## What the task asks
Repeat the entries exactly. Leave nothing out.

[Records drawn from a dataset]
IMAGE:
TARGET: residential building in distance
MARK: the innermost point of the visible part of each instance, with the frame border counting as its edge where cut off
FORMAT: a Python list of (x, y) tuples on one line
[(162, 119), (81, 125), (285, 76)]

## Solution for this problem
IMAGE:
TARGET: residential building in distance
MARK: the innermost point of the visible part of each instance, with the frame border counting as its edge where cut off
FORMAT: a Python list of (x, y) tuples on one line
[(162, 119), (81, 125), (285, 76)]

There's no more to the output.